• [Task set]:
1. List each distinct username that appears as a post header in the forum thread on compass deviation tables below, in the order each name first appears.
2. Print the part of the forum thread on compass deviation tables that runs from "The compass formation" up to and including "save your butt.".

• [Text segment]:
───

What's the use of it (dev. table) on the days of the GPS?


----------



## wolfenzee (Jul 13, 2008)

Until recently my sailing was local and I recognized enough so any deviation was insignificant( the compass that came with the boat wasn't so hot either. .But have recently purchased a Richie Globe master, bronze binnacle and am having a brass compass guard made, all will the intention of serious ocean trips...once installed I will have it adjusted properly


----------



## jackdale (Dec 1, 2008)

wolfenzee said:


> Until recently my sailing was local and I recognized enough so any deviation was insignificant( the compass that came with the boat wasn't so hot either. .But have recently purchased a Richie Globe master, bronze binnacle and am having a brass compass guard made, all will the intention of serious ocean trips...once installed I will have it adjusted properly


Deviation has nothing to with where you sail.

Deviants may have to do with whom you sail.


----------



## AdamLein (Nov 6, 2007)

jackdale said:


> Deviation has nothing to with where you sail.


I think his point was that he didn't do any navigation by compass, since he could easily do all of his navigation by landmarks.


----------



## jackdale (Dec 1, 2008)

AdamLein said:


> I think his point was that he didn't do any navigation by compass, since he could easily do all of his navigation by landmarks.


Very possible in the PNW.


----------



## Capt Len (Oct 9, 2011)

The compass formation by GPS is calculated internally from information like positions over time.It tells you where you've been.and you assume it's pointing the way you're going. Accidental in irons, gybe, MOB or maneuvering in fog and rocks and dark with current will show the short comings of not having a ""trusted ""compass .Before GPS I'd set my course by wave action and guesstimate my way across the Beaufort because compass was useless in rough weather (too far north) Understanding dev ,var, dec and error can save your butt.


----------



## LetsGetWet (Sep 29, 2017)

Once I get to the edge of the continent, definitely. Not much use on the lake.....


----------

───

[Rows from a pointing dataset]

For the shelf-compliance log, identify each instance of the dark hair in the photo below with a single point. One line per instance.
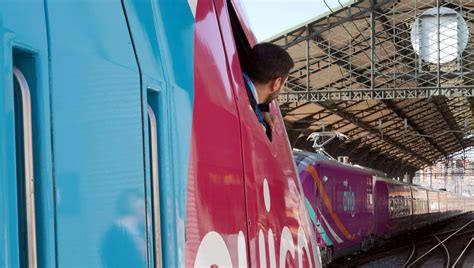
(268, 61)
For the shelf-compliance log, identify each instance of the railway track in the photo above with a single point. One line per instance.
(447, 248)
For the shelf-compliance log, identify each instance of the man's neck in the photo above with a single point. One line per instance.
(259, 88)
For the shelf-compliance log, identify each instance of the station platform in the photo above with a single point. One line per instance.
(447, 244)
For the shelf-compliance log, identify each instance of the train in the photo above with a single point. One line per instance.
(127, 140)
(353, 208)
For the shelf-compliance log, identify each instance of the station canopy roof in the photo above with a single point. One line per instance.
(396, 77)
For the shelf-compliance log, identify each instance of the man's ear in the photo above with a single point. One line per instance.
(276, 84)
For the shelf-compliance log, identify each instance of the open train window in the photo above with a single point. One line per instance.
(243, 48)
(241, 42)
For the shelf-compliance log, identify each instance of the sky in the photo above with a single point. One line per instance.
(268, 18)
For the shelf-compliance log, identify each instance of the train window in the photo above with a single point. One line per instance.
(243, 48)
(241, 42)
(155, 177)
(24, 138)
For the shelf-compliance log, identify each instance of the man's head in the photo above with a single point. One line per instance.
(268, 69)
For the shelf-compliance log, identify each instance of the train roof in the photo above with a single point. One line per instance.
(304, 158)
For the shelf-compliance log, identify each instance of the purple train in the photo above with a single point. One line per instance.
(352, 207)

───

• [Outputs for the tasks]:
1. wolfenzee, jackdale, AdamLein, Capt Len, LetsGetWet

2.
The compass formation by GPS is calculated internally from information like positions over time.It tells you where you've been.and you assume it's pointing the way you're going. Accidental in irons, gybe, MOB or maneuvering in fog and rocks and dark with current will show the short comings of not having a ""trusted ""compass .Before GPS I'd set my course by wave action and guesstimate my way across the Beaufort because compass was useless in rough weather (too far north) Understanding dev ,var, dec and error can save your butt.